## [EXERCISE INSTRUCTIONS]
1) In the commentary on Boris Johnson's handling of the pandemic, what two factors largely account for the Conservatives' sizeable 2019 election majority?
2) Please carry on the commentary on Boris Johnson's handling of the pandemic, starting after its last sentence.

READING PASSAGE START

Prime Minister Johnson’s non apology on Tuesday was an insult to the British public. Yes, this was a difficult crisis and all governments have made some mistakes at this time. But the UK has done particularly badly and the statement on Tuesday shows he has learnt nothing. The Conservatives won the 2019 election with the sizeable majority that they did largely due to Brexit (see my blog post immediately after the 2019 UK election) and divisions within the opposition. Boris Johnson is not a strong leader and in this crisis, he has proved to be woefully inept. It is well known that Johnson likes to compare himself to former Conservative Prime Minister Winston Churchill, in which case the COVID-19 pandemic has been his Gallipoli.

READING PASSAGE END
DATA EXTRACT START

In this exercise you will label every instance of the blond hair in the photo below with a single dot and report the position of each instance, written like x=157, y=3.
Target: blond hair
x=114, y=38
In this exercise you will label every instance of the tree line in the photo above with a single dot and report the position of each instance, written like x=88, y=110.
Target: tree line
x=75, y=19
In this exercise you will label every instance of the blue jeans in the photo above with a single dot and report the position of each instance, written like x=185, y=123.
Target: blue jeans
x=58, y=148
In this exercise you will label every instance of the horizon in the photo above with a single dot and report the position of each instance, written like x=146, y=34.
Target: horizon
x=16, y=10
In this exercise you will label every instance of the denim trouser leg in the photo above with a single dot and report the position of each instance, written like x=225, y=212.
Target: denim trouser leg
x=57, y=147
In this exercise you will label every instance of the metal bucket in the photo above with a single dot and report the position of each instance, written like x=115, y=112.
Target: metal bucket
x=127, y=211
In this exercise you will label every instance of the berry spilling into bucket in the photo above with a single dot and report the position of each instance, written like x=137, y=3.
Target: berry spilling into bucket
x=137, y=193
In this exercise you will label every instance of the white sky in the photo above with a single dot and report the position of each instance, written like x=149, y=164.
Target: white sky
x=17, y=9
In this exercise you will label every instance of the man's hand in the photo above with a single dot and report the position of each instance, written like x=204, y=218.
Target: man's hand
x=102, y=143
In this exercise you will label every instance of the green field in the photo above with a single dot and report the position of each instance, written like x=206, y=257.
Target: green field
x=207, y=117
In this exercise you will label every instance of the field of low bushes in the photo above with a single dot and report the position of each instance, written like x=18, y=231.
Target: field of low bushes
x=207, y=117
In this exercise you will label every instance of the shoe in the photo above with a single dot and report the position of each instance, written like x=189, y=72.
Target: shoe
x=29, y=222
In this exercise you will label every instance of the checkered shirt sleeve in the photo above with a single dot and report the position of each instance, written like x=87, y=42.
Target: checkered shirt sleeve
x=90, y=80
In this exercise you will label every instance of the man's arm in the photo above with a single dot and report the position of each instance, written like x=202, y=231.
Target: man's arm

DATA EXTRACT END

## [ANSWERS TO THE PROBLEMS]
1) Brexit and divisions within the opposition.

2)
At a time when the country is in its third lockdown, when over 100,000 people have died, when the economy is in recession and the number of jobless is set to rise, few now are looking to the next election which will likely be held in 2024. Yet that still motivates leaders of the UK’s two main political parties. Polling numbers in recent months have been fairly close between Labour and the Conservatives. Where polling has been much more consistent is in Scotland, where the SNP maintain a strong lead heading into the Scottish Parliament’s election on 6 May 2021. Support for Scottish independence also maintains a strong lead and as I predicted in my blog post nearly a year ago this issue continuing to feature prominently on the political agenda, despite fierce opposition from political leaders in London. Without a doubt, independence campaigners in Scotland, as well as Northern Ireland and Wales, continue to win support for their independence calls on the back of the UK Governments inept handling of this crisis.
There is however hope on the horizon. The Governments rollout of the COVID-19 vaccinations will hopefully in time slow the movement of the virus to a point where current restrictions can be lifted. It is a wonder of modern science that within a year of COVID-19 emerging that scientists, including those at Oxford University, have developed a vaccination. Despite concern by some about the speed with which this has been released, the evidence so far is that widespread vaccination will stop the spread and save thousands of lives. Credit where credit is due, the UK Government have been quick off the mark to get this vaccine available to the most vulnerable with the aim of immunising as many people as possible over the next year. And to the oppositions credit, they have supported the Government on the vaccine rollout.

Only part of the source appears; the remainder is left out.